> _Your objective_:
Continue the commentary on Unity's engine performance from the point where it ends.

> _Passage_:
· · · ·
Given Unity’s 3d performance is “good enough” but not good enough that most AAA Unity games don’t wind up basically rewriting more than half the engine to get acceptable performance for their particular game… I really was shocked by the big Unity hype with the whole Vision OS apps part of that Apple announcement… particularly since the worst offenders for “under optimised” giving phone warning levels of CPU burn and battery consumption have been pretty 2.5D Unity apps where the only 3D effect is some parallax scrolling and using the built in Z index to control which sprites will wind up in front of others as they move around in an otherwise completely 2D fashion… some absolutely surprising moments over the years as I’ll start playing a “visually good and polished game” only to notice at the end of 5-10 minutes bus or train ride, my phones gotten very warm and my battery is now 10-25% lower…

I learned how shitty Unity can be before I got any experience developing with it and the experiences I have had developing with it and the experiences shared with me by others who develop with it … It feels like a major disconnect has grown over the years between management running the company, project management setting goals for the development/engineering staff, and the multiple classes of end users of the engine, with my suspicion being that it’s hard for them to avoid getting drowned in feedback from novices who easily achieve their goals with the tools in Unity, leveraging their store, some vendor plugins maybe and don’t do much more than build 2D, 2.5D or very basic 3D games… The next tiers above that of intermediate and advanced Unity users being progressively more silent about their problems as they have learned to rely less and less on what Unity provides with the end outcome being some experienced Unity developers I’ve met being pretty honest that they basically only use Unity because it’s a C# game engine and there’s a lot of benefit in using C# like a big developer pool, performant backend systems in the same programming language, etc… and they are throwing away >90% of the engine and either they or their team are doing everything themselves because what Unity gives them is completely useless, or unsuitable, or not just simply not performant enough.
· · · ·
> _Raw data_:

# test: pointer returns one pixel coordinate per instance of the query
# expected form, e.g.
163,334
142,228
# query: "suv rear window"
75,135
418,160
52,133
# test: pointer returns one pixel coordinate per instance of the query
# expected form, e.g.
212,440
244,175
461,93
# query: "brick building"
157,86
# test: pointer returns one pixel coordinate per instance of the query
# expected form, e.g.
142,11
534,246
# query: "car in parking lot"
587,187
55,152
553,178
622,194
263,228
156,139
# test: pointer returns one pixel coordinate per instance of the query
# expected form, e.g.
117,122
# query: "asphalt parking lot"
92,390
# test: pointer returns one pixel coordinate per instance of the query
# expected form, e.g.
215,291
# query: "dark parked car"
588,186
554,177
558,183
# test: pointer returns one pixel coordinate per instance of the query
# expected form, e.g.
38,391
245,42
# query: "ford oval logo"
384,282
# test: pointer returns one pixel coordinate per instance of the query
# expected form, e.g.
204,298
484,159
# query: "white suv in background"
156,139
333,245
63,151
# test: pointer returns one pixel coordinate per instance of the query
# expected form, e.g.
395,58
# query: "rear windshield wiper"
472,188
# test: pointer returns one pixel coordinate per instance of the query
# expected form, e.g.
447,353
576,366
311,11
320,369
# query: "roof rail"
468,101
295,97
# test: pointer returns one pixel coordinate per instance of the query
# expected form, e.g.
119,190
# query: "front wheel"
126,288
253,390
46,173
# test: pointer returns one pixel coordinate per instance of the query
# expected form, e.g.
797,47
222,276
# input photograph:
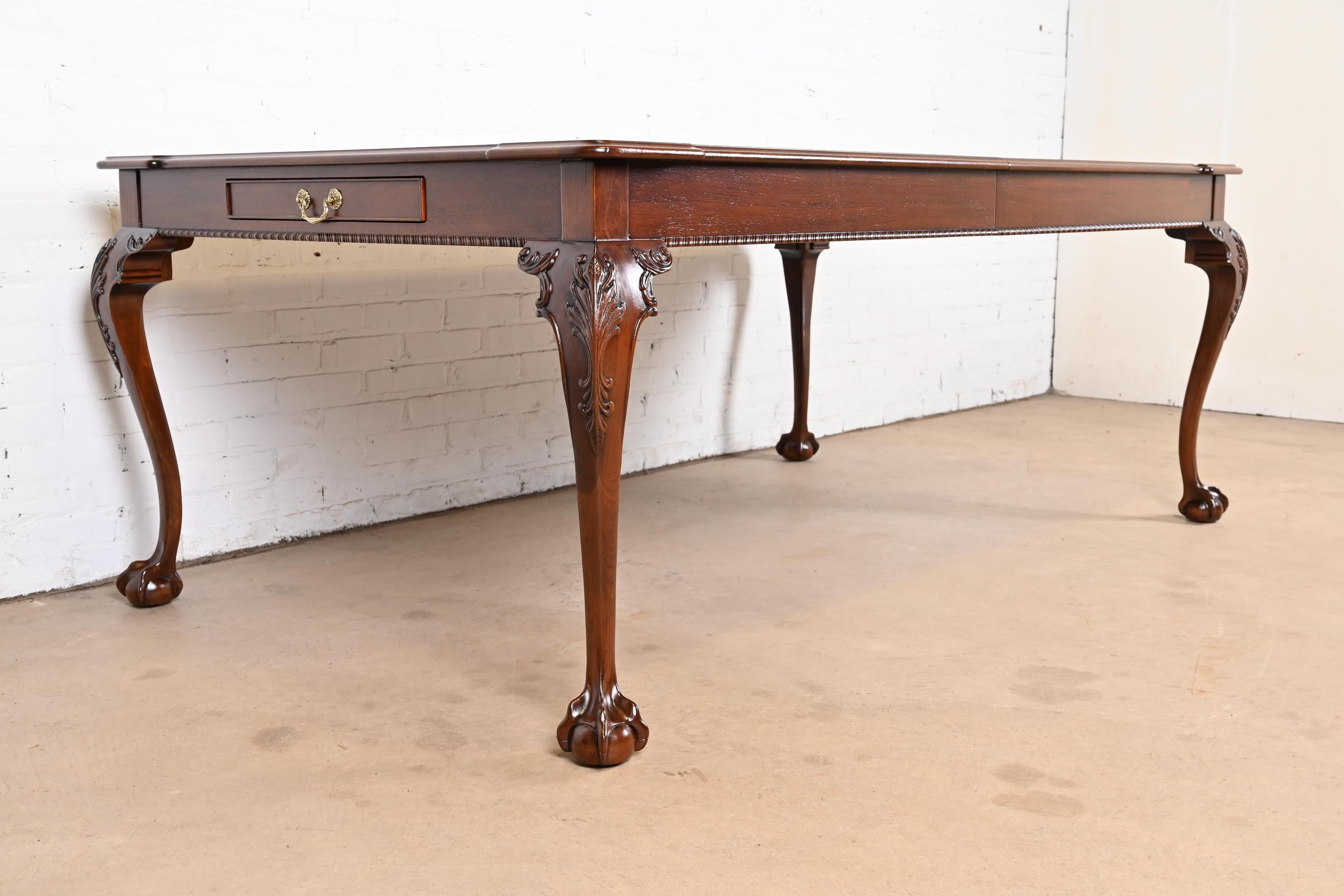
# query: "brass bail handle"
305,202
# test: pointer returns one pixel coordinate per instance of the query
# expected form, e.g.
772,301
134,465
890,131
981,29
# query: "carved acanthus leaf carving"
103,281
654,262
1244,268
595,312
97,289
540,264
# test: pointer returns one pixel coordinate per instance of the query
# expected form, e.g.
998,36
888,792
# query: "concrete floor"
971,655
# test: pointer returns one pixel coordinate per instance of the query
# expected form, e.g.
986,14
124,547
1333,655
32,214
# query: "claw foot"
1206,505
150,586
603,728
792,448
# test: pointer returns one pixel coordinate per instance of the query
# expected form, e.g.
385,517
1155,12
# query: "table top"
655,152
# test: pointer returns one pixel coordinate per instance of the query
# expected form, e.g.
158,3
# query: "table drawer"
372,199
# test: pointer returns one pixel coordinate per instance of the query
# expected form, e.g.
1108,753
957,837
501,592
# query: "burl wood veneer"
595,222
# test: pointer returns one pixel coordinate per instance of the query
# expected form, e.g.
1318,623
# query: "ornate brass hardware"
305,202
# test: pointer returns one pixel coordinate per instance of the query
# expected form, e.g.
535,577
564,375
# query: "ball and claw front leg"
148,585
603,727
1206,505
797,448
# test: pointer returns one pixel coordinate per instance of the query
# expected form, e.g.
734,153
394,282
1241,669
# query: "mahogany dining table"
596,222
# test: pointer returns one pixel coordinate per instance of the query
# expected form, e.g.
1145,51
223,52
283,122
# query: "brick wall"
314,386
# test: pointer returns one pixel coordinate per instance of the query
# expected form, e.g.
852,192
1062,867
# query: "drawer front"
370,199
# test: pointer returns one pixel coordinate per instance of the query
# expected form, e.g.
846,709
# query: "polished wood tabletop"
596,222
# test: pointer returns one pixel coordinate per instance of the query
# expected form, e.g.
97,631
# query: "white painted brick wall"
315,386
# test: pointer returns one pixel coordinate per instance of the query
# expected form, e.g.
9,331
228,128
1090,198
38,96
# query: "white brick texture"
316,386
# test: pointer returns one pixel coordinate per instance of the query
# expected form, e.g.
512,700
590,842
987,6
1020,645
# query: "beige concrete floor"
979,653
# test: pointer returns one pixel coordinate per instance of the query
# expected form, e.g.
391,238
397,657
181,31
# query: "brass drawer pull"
305,202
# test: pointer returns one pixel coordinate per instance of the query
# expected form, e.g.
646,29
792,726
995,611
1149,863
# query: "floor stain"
275,739
1019,774
436,734
1041,802
1054,685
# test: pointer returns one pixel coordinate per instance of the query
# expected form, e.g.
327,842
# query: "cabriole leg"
1220,252
800,273
128,265
600,295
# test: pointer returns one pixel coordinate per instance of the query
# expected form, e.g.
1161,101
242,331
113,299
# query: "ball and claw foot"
148,586
792,448
1206,505
603,728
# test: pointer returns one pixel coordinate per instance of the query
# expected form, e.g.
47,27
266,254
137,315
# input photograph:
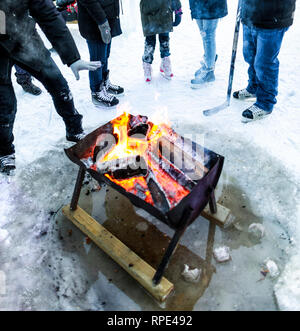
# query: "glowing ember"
127,146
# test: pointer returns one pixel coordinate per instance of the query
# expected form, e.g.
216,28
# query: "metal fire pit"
198,181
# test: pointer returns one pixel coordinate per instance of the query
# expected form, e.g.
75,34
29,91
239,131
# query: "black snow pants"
51,77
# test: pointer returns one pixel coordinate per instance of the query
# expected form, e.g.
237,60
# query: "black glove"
105,32
178,14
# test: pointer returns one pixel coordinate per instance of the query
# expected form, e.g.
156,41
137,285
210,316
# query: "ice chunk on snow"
222,254
287,289
257,230
142,226
272,268
191,275
3,235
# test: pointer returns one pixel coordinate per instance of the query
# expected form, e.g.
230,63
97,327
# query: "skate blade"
106,107
202,85
8,176
249,120
165,76
246,99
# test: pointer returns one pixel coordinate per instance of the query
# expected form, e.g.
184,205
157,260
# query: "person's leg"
52,79
150,43
164,41
165,67
267,66
98,52
208,33
8,106
249,53
111,88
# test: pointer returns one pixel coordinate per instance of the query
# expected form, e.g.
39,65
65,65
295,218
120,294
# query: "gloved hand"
84,65
105,32
178,14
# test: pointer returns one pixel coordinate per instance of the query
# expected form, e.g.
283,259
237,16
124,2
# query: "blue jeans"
261,48
99,51
150,43
208,32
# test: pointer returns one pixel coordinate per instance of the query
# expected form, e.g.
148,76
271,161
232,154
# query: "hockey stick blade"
215,110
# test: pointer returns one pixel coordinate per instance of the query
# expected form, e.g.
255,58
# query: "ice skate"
203,78
111,88
165,68
254,113
8,164
103,99
147,72
244,95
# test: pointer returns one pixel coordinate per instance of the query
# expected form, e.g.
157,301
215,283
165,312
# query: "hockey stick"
215,110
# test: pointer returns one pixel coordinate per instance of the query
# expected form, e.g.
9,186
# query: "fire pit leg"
172,246
77,189
213,203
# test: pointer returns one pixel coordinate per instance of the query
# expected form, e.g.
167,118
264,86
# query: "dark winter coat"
208,9
92,13
23,43
157,15
268,14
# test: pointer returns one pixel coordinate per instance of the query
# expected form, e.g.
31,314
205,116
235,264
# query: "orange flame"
130,146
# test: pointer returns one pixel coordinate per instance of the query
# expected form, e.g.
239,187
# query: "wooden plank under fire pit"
124,256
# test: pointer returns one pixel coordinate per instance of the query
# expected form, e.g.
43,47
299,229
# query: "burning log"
175,173
158,195
104,145
181,160
138,125
124,168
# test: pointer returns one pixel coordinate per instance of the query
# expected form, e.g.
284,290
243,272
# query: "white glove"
105,32
84,65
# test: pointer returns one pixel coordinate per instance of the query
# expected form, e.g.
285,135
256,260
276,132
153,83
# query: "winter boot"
110,88
103,99
74,130
8,164
165,68
254,113
203,67
244,95
75,137
205,77
147,71
31,88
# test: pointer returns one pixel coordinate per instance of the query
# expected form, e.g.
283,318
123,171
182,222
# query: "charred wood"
124,168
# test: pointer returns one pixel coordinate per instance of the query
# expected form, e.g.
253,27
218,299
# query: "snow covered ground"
44,265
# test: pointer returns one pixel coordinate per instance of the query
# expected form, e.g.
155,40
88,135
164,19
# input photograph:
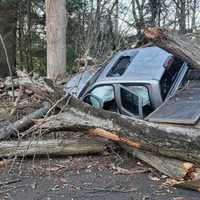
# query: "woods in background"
95,28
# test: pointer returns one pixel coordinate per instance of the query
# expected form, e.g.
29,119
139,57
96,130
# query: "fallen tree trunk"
51,147
177,142
177,44
181,143
24,123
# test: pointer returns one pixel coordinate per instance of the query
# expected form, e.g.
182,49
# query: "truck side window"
120,67
169,77
102,97
130,100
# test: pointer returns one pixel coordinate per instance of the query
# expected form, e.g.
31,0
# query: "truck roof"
146,65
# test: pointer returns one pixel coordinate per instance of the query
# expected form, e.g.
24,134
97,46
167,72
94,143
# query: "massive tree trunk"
178,142
56,38
8,32
53,147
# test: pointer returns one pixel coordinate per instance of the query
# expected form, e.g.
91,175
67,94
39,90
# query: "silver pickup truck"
134,82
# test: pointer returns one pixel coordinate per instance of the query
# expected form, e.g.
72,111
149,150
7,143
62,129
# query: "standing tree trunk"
8,32
56,38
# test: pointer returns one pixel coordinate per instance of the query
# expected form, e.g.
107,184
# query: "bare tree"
56,37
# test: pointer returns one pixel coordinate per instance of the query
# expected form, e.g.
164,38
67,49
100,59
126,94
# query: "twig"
10,182
17,101
98,189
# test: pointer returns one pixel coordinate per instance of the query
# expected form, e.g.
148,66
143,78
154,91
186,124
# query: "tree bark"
53,147
176,44
56,38
8,32
22,124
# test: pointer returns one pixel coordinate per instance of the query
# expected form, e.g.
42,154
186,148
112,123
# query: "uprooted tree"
173,150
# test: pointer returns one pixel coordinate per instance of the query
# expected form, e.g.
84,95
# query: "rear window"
120,67
129,101
170,76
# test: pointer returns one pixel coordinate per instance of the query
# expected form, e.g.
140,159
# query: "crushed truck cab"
134,82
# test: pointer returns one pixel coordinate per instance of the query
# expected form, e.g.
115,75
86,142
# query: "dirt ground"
111,176
86,178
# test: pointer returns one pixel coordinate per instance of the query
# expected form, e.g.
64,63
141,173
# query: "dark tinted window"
120,67
169,77
130,101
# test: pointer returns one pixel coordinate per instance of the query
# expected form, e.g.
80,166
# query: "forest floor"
113,175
· · · ·
> _Reply to the task_:
When your “experts” are “throwing away” your product and just “using the box it comes in” because it’s a convenient shape… something is very very wrong and your product’s days are numbered. Their recent attempted policy’s change seems completely ignorant of the current state of their product’s “sticking power”. The users who make it look like anything is possible in Unity and who are effectively creating marketing material for Unity by crediting them as the game engine they used regardless of how much of the engine they throw away in order to get any particular AAA game completed… these critical users who are helping pull in new users are also very close to not using the product at all. Doing anything that alienates them is the marketing equivalent of a massive act of self sabotage, and I don’t think they are going to survive this. For me the writing was on the wall from the merger with the malware pile of an “ad tech” company a while back and the boneheaded comments about monetisation that were made back then… it’s just been a question of how long till it fails… and boy has the policy change and backlash accelerated things…



+1 - I actively avoid games using the unity engine in favor of ones using unreal. It’s a noticeably worse experience for end users of the product (not just the devs, but also the players).

It’s unfortunate because it’d be good to have some real competition in the space, and there’s basically none.


> +1 - I actively avoid games using the unity engine in favor of ones using unreal. It’s a noticeably worse experience for end users of the product (not just the devs, but also the players).

I often wonder how common this view point is. From a player perspective, I don’t think about game engines. If there’s a game that I’d like to play, I play it regardless of the engine.

If you were to see a video for a video game — say Hollow Knight or Cuphead, for example — and think that it might be fun to play but then see that they use Unity, what do you do instead? Do you search for a close analogue made in Unreal engine? Or do you just play something completely different?

From a hobbyist game dev perspective, I definitely think about engine — of course. But usually when I work with other people they want to use Unity. I’m guessing that might change now, though.


I doubt it’s common - almost certainly most users don’t think of it or even know what an engine is.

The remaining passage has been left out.